How many lines in the rows below contain the word "oven"? Reply with the number only.

▬▬▬

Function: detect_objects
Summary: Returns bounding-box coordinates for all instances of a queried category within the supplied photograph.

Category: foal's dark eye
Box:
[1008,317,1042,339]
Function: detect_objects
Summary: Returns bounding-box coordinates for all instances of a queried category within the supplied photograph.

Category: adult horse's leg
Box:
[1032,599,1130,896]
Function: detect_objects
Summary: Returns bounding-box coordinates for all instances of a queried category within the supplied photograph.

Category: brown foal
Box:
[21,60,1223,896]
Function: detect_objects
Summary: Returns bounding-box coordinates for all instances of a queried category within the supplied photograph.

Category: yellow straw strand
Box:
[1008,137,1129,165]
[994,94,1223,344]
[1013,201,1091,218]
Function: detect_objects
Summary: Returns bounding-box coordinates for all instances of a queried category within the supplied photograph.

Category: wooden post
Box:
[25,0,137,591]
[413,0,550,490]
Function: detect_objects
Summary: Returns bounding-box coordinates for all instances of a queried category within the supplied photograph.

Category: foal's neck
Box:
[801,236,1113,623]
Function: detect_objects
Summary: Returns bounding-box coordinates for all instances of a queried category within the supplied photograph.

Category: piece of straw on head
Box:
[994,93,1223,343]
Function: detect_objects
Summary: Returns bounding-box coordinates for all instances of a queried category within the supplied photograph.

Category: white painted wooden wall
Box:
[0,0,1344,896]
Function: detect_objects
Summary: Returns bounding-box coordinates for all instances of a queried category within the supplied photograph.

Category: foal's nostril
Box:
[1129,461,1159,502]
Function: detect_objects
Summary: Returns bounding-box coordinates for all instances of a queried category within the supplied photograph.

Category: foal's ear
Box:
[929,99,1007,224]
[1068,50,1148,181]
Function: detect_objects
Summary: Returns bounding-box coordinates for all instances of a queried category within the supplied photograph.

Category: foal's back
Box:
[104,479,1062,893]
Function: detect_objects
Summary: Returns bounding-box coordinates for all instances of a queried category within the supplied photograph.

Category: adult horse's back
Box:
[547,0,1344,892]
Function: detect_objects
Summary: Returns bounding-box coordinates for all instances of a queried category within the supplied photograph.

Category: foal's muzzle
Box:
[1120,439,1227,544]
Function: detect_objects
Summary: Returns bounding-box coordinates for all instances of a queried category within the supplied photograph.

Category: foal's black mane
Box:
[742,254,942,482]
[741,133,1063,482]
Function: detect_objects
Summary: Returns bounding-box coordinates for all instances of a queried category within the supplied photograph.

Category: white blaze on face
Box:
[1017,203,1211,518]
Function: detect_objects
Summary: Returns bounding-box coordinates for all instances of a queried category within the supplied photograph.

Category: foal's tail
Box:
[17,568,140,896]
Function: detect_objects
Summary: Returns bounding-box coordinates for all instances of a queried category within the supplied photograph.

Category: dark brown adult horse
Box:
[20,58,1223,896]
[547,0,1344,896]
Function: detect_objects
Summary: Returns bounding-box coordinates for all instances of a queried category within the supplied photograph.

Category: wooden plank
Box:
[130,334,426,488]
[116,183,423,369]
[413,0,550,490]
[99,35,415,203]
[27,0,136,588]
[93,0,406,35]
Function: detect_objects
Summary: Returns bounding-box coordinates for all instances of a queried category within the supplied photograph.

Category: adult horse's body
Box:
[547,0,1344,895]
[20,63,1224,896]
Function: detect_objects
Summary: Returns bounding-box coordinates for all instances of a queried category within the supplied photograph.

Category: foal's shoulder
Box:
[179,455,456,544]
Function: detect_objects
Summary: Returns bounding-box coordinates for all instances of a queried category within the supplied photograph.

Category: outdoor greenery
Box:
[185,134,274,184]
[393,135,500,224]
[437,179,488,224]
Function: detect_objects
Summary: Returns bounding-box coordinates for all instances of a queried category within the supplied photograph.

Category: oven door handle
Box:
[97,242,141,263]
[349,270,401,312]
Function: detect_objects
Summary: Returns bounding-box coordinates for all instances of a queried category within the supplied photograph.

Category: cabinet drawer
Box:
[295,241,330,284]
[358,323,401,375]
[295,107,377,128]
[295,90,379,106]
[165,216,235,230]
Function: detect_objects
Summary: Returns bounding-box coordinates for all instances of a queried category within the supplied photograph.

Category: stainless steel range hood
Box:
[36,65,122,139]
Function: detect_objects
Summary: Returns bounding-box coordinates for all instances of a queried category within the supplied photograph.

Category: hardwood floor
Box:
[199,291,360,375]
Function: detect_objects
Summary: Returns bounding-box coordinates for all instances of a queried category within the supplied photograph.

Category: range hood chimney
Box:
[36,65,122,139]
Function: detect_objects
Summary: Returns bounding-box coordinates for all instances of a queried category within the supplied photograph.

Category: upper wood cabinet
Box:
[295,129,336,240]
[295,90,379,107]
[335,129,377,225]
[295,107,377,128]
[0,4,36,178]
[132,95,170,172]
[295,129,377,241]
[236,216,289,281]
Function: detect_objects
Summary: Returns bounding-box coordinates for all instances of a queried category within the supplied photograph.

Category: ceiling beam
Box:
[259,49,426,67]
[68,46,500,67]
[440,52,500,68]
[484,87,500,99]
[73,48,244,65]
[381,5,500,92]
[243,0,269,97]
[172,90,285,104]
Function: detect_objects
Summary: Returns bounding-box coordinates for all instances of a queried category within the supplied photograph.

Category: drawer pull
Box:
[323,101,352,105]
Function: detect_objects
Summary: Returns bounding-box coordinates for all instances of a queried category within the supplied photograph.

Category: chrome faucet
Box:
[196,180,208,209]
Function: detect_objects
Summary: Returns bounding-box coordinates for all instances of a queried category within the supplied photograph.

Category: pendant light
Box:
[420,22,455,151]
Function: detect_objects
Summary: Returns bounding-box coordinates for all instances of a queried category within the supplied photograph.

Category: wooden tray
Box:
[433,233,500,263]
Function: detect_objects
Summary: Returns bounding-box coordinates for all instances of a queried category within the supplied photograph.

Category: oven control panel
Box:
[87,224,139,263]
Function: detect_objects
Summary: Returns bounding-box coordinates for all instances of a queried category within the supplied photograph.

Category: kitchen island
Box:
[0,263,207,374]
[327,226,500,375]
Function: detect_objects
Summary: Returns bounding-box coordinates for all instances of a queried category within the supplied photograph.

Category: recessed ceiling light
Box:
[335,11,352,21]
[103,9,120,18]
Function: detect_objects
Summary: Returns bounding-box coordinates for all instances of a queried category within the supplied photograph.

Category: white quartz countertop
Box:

▬▬▬

Final result |
2